GEKOZEN FRAGMENT =
● ● ●

ECLI:NL:RBDHA:2019:13063

Rechtbank Den Haag

Datum uitspraak
3 december 2019
Publicatiedatum
9 december 2019
Zaaknummer
C/09/573383 / HA ZA 19-482
Instantie
Rechtbank Den Haag
Type
Uitspraak
Rechtsgebied
Civiel recht; Verbintenissenrecht
Procedures
  • Eerste aanleg - enkelvoudig
Vindplaatsen
  • Rechtspraak.nl
AI samenvatting door LexboostAutomatisch gegenereerd

Discussie over vervallen concerngarantie in huurovereenkomst winkelruimte

Op 3 december 2019 heeft de Rechtbank Den Haag uitspraak gedaan in een civiele zaak tussen [eiseres] en KIN Netherlands B.V. De zaak betreft een vordering van [eiseres] op KIN Netherlands, die een concerngarantie had gegeven in het kader van een huurovereenkomst van de failliete dochteronderneming Kijkshop B.V. [eiseres] vorderde een bedrag van € 68.745,14, maar KIN Netherlands stelde dat de concerngarantie was vervallen omdat zij niet langer aandeelhouder was van Kijkshop. De rechtbank oordeelde dat KIN Netherlands niet aansprakelijk was voor de verplichtingen van Kijkshop, aangezien de concerngarantie alleen gold zolang KIN Netherlands enig aandeelhouder was. De rechtbank wees de vorderingen van [eiseres] af en veroordeelde haar in de proceskosten, die op € 4.140,00 werden begroot, vermeerderd met wettelijke rente. De uitspraak werd mondeling gedaan, waarbij de rechtbank de motivering van haar beslissing uiteenzette en concludeerde dat de vorderingen van [eiseres] niet konden slagen.

● ● ●

AANGELEVERDE RIJEN =
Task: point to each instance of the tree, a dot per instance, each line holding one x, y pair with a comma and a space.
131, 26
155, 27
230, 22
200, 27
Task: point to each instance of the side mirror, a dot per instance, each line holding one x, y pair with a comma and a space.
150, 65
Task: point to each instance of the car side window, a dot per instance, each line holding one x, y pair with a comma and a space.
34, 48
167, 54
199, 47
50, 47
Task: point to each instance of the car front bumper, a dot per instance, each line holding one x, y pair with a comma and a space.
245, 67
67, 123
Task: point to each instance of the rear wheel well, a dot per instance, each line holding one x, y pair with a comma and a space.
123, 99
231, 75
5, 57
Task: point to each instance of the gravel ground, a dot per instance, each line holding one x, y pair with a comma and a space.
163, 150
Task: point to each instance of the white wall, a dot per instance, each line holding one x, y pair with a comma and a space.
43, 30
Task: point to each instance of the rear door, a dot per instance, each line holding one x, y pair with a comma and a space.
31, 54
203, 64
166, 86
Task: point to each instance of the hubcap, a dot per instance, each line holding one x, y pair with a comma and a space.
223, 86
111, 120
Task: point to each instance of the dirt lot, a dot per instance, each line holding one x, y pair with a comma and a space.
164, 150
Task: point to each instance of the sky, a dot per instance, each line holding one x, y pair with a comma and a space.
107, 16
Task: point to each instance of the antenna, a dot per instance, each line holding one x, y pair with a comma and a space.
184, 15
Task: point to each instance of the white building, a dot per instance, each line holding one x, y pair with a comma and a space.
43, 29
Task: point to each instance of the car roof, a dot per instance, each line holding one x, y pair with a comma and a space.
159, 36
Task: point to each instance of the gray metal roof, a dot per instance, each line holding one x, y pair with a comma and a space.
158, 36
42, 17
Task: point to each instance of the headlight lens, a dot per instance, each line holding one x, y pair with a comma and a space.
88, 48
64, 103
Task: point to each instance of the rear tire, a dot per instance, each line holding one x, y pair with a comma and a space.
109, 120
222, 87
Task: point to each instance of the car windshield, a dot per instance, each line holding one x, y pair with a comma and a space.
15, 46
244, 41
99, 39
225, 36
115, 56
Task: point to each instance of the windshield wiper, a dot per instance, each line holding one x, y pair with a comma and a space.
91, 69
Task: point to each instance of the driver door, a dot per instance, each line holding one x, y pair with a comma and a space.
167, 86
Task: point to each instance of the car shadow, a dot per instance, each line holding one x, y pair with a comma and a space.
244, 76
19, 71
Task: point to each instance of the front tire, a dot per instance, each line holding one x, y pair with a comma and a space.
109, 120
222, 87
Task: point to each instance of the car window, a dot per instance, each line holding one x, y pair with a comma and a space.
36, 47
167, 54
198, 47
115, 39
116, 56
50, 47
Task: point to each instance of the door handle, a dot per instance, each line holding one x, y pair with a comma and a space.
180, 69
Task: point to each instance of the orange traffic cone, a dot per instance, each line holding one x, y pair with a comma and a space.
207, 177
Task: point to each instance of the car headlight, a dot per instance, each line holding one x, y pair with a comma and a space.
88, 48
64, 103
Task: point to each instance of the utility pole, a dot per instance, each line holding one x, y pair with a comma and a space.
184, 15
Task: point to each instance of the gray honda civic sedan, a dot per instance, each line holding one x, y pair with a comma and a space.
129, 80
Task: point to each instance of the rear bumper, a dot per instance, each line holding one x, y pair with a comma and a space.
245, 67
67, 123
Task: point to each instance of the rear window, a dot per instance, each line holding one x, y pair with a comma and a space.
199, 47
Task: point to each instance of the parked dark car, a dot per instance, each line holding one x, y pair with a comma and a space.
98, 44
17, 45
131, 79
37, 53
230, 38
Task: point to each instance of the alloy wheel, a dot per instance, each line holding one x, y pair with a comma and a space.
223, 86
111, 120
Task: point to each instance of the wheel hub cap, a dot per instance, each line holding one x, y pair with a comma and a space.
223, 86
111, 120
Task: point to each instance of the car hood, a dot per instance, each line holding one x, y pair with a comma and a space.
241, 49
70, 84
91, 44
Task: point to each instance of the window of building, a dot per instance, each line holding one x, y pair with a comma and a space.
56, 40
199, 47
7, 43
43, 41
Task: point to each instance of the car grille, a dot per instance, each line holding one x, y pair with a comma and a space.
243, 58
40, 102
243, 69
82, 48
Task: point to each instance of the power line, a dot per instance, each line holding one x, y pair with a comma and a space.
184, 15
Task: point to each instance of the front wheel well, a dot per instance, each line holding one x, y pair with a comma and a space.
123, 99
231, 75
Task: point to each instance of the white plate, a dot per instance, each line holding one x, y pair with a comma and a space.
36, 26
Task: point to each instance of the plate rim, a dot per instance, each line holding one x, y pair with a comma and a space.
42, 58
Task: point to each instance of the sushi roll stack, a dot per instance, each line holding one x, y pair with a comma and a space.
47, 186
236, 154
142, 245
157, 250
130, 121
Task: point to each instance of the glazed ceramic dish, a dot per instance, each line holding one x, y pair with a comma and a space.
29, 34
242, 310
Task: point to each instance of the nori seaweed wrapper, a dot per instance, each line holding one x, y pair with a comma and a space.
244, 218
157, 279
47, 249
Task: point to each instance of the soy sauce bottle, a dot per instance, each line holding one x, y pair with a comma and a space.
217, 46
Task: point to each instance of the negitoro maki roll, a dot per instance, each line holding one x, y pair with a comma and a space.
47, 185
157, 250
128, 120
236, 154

● ● ●

OPDRACHTEN =
- 1) Op welk bedrag werden de proceskosten volgens het fragment begroot?
- 2) Verzamel uit de rijen elke regel waarin het woord "gray" staat. Hoofdletters en kleine letters tellen daarbij als verschillend.
Het fragment en de rijen zijn los materiaal en horen niet bij elkaar.

ANTWOORDEN PER OPDRACHT =
- 1) Op € 4.140,00, vermeerderd met wettelijke rente.

- 2)
Task: point to each instance of the gray metal roof, a dot per instance, each line holding one x, y pair with a comma and a space.
Task: point to each instance of the gray honda civic sedan, a dot per instance, each line holding one x, y pair with a comma and a space.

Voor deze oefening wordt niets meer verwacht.